WHAT THE EXERCISE ASKS: Through the line that contains "In this picture, where can the cab", return the data below exactly, starting at its first line; leave the rest out.

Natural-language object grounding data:
==========

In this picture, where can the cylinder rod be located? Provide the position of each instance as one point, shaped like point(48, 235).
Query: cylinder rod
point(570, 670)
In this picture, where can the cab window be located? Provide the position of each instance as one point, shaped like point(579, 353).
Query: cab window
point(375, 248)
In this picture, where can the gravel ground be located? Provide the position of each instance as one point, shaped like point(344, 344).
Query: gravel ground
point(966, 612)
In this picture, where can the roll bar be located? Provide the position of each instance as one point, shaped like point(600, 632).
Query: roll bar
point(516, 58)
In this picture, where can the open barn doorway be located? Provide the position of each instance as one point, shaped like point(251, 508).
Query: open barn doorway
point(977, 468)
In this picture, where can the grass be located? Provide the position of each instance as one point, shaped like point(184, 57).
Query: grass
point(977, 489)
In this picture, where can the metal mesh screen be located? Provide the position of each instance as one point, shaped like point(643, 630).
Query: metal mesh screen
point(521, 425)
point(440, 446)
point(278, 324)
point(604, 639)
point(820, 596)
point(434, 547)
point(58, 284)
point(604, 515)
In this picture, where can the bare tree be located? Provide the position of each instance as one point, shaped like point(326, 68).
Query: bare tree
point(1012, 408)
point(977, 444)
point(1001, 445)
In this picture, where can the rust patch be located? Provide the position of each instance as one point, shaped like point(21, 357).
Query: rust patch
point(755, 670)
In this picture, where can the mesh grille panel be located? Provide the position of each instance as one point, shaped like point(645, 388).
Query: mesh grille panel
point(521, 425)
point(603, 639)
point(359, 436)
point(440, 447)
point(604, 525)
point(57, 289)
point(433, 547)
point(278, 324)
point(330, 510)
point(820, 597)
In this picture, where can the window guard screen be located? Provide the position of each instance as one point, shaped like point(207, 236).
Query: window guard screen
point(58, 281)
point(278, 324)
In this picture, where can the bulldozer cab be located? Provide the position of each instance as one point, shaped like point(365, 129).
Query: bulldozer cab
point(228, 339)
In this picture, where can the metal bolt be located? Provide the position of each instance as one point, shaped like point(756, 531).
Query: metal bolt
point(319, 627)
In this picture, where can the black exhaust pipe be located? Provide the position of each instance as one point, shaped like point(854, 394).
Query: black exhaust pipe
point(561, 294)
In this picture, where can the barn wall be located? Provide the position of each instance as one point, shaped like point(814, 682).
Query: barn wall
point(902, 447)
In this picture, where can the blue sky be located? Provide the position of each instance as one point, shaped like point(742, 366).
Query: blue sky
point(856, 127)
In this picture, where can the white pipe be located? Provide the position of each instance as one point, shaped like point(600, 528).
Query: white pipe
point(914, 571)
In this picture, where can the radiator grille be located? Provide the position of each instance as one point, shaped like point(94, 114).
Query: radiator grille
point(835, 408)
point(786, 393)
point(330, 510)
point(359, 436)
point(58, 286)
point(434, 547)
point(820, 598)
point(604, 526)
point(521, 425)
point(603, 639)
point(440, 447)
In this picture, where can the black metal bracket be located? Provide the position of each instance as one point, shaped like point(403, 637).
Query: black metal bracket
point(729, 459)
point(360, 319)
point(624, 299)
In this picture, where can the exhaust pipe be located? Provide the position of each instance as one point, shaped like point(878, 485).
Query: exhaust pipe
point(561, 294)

==========

RESULT OF THIS TASK:
In this picture, where can the cylinder rod be located? Provide the position of each instance as one point, shaped like point(48, 235).
Query: cylinder rod
point(570, 670)
In this picture, where can the cab window be located? Provide the position of each instance as one point, shaped like point(579, 353).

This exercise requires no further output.